------ PROVIDED RECORDS

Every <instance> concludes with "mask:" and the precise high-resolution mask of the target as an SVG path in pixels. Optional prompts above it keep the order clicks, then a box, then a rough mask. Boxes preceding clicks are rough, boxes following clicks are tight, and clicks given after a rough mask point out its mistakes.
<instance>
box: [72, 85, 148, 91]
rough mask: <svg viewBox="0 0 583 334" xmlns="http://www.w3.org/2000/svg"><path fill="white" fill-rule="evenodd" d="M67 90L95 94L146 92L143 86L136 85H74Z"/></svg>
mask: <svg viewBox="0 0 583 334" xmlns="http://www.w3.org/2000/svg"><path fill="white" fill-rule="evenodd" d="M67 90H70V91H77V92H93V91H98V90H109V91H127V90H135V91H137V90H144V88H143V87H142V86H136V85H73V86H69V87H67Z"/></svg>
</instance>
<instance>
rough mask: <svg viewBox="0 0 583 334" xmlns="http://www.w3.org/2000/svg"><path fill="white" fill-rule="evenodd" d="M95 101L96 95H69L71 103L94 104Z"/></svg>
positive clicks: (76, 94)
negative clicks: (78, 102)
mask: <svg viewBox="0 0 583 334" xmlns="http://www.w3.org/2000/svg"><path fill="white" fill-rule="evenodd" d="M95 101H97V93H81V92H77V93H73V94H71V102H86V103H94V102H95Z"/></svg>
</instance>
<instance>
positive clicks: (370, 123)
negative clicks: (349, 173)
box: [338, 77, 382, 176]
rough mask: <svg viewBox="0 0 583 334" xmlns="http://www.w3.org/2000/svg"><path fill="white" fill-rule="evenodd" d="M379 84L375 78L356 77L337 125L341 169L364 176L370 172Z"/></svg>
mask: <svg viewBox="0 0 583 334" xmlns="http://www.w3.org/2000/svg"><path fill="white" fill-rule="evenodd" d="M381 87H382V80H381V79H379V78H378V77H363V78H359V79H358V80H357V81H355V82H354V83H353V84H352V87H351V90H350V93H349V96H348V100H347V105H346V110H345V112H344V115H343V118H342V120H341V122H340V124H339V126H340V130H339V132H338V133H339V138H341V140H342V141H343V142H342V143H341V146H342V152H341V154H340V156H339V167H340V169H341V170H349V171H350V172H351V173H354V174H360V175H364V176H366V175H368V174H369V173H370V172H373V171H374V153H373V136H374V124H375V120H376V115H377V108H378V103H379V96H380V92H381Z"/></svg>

------------

[THE PROBLEM] Provide the count, and nothing else, of lines in the data above where the word "positive" occurs.

[ANSWER TO THE PROBLEM] 2